#### Prompt:
Please put the stretch of entries below, from the line containing "sky in the image above." through the line containing "135;151;162;197", into a JSON list of strings with one string per line, leaving out blank lines.

#### Dataset entries:
* Begin *

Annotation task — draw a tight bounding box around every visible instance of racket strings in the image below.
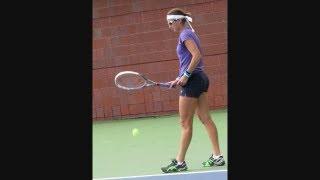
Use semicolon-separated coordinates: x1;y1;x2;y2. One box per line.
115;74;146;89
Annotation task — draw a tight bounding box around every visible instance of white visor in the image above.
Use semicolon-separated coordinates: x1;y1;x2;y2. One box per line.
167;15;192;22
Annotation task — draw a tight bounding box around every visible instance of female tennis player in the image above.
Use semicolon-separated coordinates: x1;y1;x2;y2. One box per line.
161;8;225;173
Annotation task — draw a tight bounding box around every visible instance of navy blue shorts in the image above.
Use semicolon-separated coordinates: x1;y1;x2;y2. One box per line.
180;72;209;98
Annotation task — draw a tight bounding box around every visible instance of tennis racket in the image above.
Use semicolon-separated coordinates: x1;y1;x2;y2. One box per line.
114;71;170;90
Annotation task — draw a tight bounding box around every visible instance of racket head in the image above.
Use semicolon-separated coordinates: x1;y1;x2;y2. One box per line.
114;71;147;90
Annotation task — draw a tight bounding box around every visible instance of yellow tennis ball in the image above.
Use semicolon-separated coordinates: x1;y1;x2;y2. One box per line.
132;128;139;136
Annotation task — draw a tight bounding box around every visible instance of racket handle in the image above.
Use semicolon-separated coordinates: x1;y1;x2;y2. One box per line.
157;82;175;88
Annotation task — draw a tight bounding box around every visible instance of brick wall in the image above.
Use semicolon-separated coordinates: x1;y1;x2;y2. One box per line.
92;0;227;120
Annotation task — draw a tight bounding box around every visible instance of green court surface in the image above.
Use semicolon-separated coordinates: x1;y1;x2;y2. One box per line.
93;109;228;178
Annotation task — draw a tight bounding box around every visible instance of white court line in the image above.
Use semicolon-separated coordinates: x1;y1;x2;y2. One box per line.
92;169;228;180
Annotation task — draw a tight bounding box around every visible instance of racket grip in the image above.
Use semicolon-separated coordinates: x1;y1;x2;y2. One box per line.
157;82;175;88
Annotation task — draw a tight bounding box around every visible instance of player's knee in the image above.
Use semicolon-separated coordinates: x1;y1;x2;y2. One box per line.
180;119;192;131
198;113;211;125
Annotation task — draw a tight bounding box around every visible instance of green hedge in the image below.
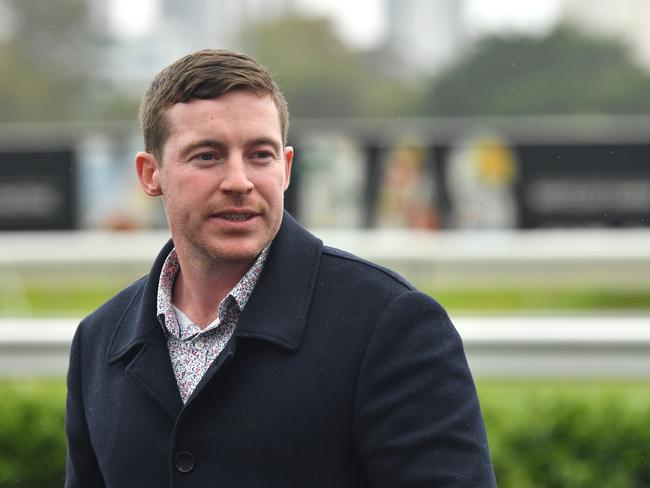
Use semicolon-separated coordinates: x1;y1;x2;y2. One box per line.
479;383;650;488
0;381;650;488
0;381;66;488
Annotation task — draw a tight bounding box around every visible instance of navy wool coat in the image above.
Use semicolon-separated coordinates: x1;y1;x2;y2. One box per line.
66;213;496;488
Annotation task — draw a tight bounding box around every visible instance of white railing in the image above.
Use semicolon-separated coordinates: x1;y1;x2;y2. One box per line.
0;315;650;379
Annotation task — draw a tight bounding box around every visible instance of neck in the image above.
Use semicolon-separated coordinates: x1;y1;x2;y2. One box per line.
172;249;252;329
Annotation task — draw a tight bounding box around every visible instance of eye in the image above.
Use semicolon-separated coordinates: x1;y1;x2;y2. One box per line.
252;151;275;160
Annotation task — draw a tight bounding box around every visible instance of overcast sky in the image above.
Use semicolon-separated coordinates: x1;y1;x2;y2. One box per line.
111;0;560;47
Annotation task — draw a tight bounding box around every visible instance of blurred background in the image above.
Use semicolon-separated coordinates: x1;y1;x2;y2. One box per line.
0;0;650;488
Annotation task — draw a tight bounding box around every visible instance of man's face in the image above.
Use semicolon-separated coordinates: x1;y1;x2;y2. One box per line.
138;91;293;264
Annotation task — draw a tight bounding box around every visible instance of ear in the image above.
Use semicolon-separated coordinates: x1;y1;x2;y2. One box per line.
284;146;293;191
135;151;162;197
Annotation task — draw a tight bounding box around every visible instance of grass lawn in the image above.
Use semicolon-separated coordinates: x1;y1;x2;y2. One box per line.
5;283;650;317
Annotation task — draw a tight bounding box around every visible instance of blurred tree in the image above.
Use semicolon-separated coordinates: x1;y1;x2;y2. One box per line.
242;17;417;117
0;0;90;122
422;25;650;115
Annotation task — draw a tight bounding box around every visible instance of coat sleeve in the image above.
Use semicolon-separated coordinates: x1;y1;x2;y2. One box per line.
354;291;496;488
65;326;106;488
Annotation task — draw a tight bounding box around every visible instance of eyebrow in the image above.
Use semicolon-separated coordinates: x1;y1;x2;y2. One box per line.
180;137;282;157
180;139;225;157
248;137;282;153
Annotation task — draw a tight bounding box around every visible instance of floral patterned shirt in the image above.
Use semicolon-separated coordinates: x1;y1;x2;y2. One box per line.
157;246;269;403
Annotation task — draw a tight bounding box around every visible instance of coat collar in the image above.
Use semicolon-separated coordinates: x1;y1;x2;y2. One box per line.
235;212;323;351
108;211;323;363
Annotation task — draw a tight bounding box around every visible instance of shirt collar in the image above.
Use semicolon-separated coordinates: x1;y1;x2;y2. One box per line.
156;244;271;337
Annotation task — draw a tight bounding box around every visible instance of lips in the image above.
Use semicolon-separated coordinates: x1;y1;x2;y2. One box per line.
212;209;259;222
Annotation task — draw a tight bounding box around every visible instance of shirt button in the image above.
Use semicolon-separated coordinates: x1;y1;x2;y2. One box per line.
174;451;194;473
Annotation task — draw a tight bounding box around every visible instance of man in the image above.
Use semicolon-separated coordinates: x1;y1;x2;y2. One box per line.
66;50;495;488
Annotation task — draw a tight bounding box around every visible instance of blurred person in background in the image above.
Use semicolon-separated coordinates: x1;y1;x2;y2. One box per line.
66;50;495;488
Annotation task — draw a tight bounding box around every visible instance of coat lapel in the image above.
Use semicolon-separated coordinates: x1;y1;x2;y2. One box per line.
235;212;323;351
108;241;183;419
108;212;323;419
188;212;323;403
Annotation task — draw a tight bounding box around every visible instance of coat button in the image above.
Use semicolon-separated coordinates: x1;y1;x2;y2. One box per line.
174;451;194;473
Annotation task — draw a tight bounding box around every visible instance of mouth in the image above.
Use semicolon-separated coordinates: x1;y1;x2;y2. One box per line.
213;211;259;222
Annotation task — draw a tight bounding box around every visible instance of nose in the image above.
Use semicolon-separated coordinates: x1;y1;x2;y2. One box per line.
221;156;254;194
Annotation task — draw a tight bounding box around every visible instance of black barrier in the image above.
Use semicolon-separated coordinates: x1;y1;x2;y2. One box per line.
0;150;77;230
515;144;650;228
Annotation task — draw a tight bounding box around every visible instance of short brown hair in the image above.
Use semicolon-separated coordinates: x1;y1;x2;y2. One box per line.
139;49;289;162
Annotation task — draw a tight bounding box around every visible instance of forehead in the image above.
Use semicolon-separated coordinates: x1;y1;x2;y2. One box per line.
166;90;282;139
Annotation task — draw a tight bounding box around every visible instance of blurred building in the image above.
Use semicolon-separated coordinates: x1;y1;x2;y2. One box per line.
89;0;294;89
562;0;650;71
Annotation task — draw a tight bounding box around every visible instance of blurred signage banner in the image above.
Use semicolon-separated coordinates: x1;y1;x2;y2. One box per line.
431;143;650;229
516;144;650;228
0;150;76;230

* End *

#### Solution for this problem:
[
  "Annotation task — draw a tight bounding box around every visible instance of overcast sky in the image above.",
  "Use semicolon-separated coordinates: x1;y1;x2;y2. One box per line.",
  "111;0;560;47",
  "Annotation task — draw a tight bounding box around every visible instance of blurred background in the image above.",
  "Use semicolon-separated coordinates: x1;y1;x2;y2. One box per line.",
  "0;0;650;488",
  "Annotation task — draw a tight bounding box around every visible instance of man's face in the image above.",
  "Use semicolon-separated coordinates: x1;y1;x2;y2. One box per line.",
  "138;91;293;264",
  "Annotation task — draw a tight bounding box around every visible instance of ear in the image above.",
  "Use semicolon-separated coordinates: x1;y1;x2;y2. One box per line.",
  "284;146;293;191",
  "135;151;162;197"
]